GIVEN TEXT:
Washington Co., WI – Washington County veterans and those who have participated in the Stars and Stripes Honor Flight will be in attendance Saturday, Sept. 14 during the Shred Day event at Horicon Bank, 1535 W. Paradise Drive, in West Bend.

Shred Day is free at Horicon Bank. Volunteers will be on hand to help transport boxes and bags and transport them to the on-site shredder.

Horicon Bank staff will be collecting donations for the Honor Flight from 10 a.m. – noon and veterans will be on hand to answer questions and tell their stories of service and the impact the Honor Flight had on their lives.

Vietnam Army veteran Irving Marsh of West Bend took part in the September 7 Honor Flight to Washington D.C.

His son Craig was his guardian.

Marsh returned to Milwaukee Mitchell International Airport on Saturday and received a heroes welcome home. “It was so good. There were so many people,” he said.  “If people haven’t seen the welcome home yet for the Honor Flight they should just go down there once and see it.”

Irv Marsh Vietnam veteran

Marsh is originally from Milwaukee. A 1967 graduate of Custer High School he went to work at Cutler Hammer. In October 1968 when he was just shy of 19 years old he enlisted in the Army. “I was assigned to an armored cavalry unit and I was on an armored personnel carrier. We did some building, mine sweeping and blowing up of buildings,” he said.

Marsh did his basic training at Fort Campbell, Kentucky, went to AIT training at Fort Leonard Wood, Missouri where he learned about explosives.

“I came home for a bit, just a couple weeks and then got on a plane and flew out to Vietnam,” said Marsh. “We flew out of Travis Air Force Base in San Francisco. We stopped in Hawaii to refuel and stopped in the Philippines to refuel and then flew into southern Vietnam.”

Marsh’s assignment began by building “little houses for the South Vietnamese Army.”

Black Horse Base Camp was his headquarters. “The environment was mostly jungle and rubber trees,” he said.

Marsh had been in service for 112 days when he was injured in an ambush that took the lives of four of his comrades.

Marsh took shrapnel to his head and severely injured his hand.

His story, with his permission, is below. (warning: some of the content in the video below is graphic)

“A black fella from South Carolina came to my rescue. I don’t remember his name,” said Marsh.

RAW DATA:

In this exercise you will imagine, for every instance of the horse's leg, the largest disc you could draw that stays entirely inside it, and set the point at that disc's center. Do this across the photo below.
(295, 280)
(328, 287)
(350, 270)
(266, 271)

GOAL OF THE EXERCISE:
Answer these from the Shred Day article:
(a) During what hours will Horicon Bank staff collect donations for the Honor Flight?
(b) Where did Irving Marsh do his basic training?
(c) How many days had Marsh been in service when he was injured in the ambush?

TASK ANSWER:
(a) From 10 a.m. to noon.
(b) At Fort Campbell, Kentucky.
(c) 112 days.